Start of Data records
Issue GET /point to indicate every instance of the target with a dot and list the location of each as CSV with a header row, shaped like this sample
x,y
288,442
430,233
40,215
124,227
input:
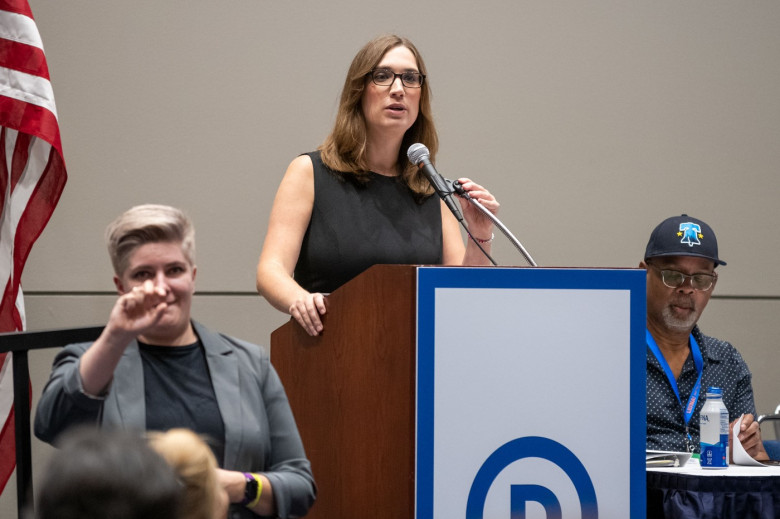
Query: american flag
x,y
32,176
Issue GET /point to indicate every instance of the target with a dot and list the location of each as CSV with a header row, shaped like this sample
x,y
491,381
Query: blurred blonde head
x,y
195,464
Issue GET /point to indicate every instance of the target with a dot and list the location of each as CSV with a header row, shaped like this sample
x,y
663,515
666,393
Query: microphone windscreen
x,y
417,152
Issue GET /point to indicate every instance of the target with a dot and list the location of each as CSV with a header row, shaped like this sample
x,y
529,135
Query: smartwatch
x,y
250,492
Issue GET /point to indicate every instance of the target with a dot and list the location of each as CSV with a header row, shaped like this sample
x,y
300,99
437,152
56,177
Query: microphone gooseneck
x,y
420,156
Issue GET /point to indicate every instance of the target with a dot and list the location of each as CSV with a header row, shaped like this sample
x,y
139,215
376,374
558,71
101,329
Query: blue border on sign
x,y
431,278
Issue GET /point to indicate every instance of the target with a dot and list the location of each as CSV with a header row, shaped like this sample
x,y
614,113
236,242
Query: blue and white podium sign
x,y
530,393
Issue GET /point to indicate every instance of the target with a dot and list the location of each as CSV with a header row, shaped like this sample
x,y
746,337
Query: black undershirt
x,y
179,393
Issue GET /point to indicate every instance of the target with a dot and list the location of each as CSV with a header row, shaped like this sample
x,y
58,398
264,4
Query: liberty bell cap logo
x,y
690,233
683,236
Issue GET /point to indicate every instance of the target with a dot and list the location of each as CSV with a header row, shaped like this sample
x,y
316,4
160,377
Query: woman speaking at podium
x,y
357,201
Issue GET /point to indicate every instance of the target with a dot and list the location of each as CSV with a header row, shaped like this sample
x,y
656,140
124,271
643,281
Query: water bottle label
x,y
714,456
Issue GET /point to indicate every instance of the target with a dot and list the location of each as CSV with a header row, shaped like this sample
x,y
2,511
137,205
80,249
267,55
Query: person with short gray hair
x,y
154,368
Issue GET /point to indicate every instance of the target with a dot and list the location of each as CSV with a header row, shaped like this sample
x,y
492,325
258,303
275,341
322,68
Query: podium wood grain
x,y
352,391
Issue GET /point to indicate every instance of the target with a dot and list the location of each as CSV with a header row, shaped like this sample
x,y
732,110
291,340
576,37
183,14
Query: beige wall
x,y
591,121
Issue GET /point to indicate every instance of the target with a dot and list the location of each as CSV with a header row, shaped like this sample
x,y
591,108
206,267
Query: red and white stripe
x,y
32,176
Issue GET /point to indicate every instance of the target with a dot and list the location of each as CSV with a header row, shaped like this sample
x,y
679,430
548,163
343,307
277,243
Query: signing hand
x,y
138,310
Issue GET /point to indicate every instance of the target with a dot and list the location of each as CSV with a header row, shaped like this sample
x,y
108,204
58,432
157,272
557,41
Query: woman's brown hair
x,y
344,150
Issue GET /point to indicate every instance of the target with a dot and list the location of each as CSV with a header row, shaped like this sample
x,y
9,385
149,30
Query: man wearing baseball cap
x,y
680,259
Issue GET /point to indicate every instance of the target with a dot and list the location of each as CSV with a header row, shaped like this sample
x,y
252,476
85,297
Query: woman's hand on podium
x,y
307,310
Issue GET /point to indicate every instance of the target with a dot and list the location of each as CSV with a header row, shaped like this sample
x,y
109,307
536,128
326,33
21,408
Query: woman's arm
x,y
290,216
480,226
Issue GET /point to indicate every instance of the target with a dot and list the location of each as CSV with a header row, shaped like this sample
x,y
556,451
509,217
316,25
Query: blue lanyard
x,y
698,361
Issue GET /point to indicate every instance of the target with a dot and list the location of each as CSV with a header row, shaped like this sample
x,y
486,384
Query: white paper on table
x,y
739,454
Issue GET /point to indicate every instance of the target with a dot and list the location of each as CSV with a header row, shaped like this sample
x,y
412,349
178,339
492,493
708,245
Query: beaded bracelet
End of Data records
Problem description:
Quote all the lines above exactly as given. Do not include the pictures.

Task result:
Issue GET /point to indicate every instance of the target with a dot and list the location of each as CSV with a header row, shaped like this sample
x,y
288,442
430,233
40,215
124,227
input:
Query: american flag
x,y
32,176
Issue GET /point to indicate every instance of the target with a dot and list the location of each as CSV with a header row, shaped like this sample
x,y
491,381
Query: blurred blonde head
x,y
195,464
Issue GET /point to indicate every instance of the target with a dot and list the location of each as CSV with a header row, shaped like this sample
x,y
663,515
666,393
Query: microphone windscreen
x,y
417,152
Issue GET /point to indicate every instance of the target with a dot and list the location of each as CSV with a header row, shaped like this sample
x,y
529,135
Query: smartwatch
x,y
250,492
Issue GET /point to indicate every instance of the target with a dot and list the location of each as CSV with a header row, shaped like this sample
x,y
300,99
437,152
56,177
Query: microphone gooseneck
x,y
420,156
Issue GET /point to indicate every instance of the target with a dot and list the location of each as CSV with a header row, shaped like this sample
x,y
139,215
376,374
558,71
101,329
Query: blue border on sign
x,y
431,278
Issue GET /point to indicate every instance of the target with a dot and list the location of each as CSV with a header row, shaped like this sample
x,y
614,113
236,242
Query: blue and white podium sign
x,y
530,393
Issue GET /point to indicate every instance of the target with a dot and list the location of each as CSV with a header row, shaped like this sample
x,y
746,337
Query: black undershirt
x,y
179,393
Issue GET /point to indicate every instance of the target with a dot and list the location of each as CSV with a header row, shaped like this sample
x,y
58,398
264,4
Query: liberty bell cap logo
x,y
690,233
683,236
Issue GET /point to indicate every instance of the target with a dot and list the location of each as CSV with a header row, shaped like this sample
x,y
316,4
160,377
Query: woman speaking at podium
x,y
357,201
Issue GET /point to indicate every instance of the target with a dot and list the location of each as CSV with a header row, shaped like this sample
x,y
656,140
124,271
643,281
Query: water bottle label
x,y
714,456
Issue GET /point to indicate every instance of the target with a dot and list the location of each as CSV with a header row, shaped like this sample
x,y
2,511
137,205
80,249
267,55
Query: person with short gray hair
x,y
154,368
Issue GET /point to indicate every instance of the target with a dot and list the location of each as CSV with a header row, shaped like this sample
x,y
492,325
258,303
275,341
322,68
Query: podium wood grain
x,y
352,391
Issue GET /point to indicate every instance of the target with a dot and list the location of each as CSV with a header row, shaped like this sample
x,y
732,110
291,340
576,37
183,14
Query: beige wall
x,y
591,121
Issue GET /point to indicate every instance of the target with a dot and list the location of each as CSV with a header row, shaped like this sample
x,y
591,108
206,267
Query: red and white stripe
x,y
32,176
Issue GET /point to indicate every instance of the target with a dot and list the location of each as CSV with a header row, shaped like this sample
x,y
679,430
548,163
343,307
277,243
Query: signing hand
x,y
138,310
Issue GET /point to indicate every instance of the target with a dot and list the location of each as CSV with a header row, shaped like this sample
x,y
108,204
58,432
157,272
557,41
Query: woman's brown hair
x,y
344,150
Issue GET /point to indicate every instance of the target with a dot and list the location of each as CSV with a header row, shaped like this sample
x,y
9,385
149,30
Query: man wearing baseball cap
x,y
680,259
Issue GET /point to indicate every instance of the target with a dot and list the location of each as CSV with a header row, shaped like this sample
x,y
252,476
85,297
Query: woman's hand on podium
x,y
307,310
Issue GET /point to indicate every instance of the target with a dot and list the location of each as CSV with a header row, shaped like this sample
x,y
109,307
536,128
326,33
21,408
Query: woman's arm
x,y
290,216
480,226
Issue GET /point to indicate every instance of the target with a dot and list the location of each as CSV with a header row, shaped like this sample
x,y
556,451
509,217
316,25
Query: blue lanyard
x,y
698,361
Issue GET /point to indicate every instance of the target with a dot and list the location of each as CSV with a header row, shaped like this sample
x,y
486,384
Query: white paper on table
x,y
739,454
Issue GET /point to indicate every instance of the target with a dot and list the location of each as CSV with a header row, shaped like this sample
x,y
412,349
178,339
492,493
708,245
Query: beaded bracelet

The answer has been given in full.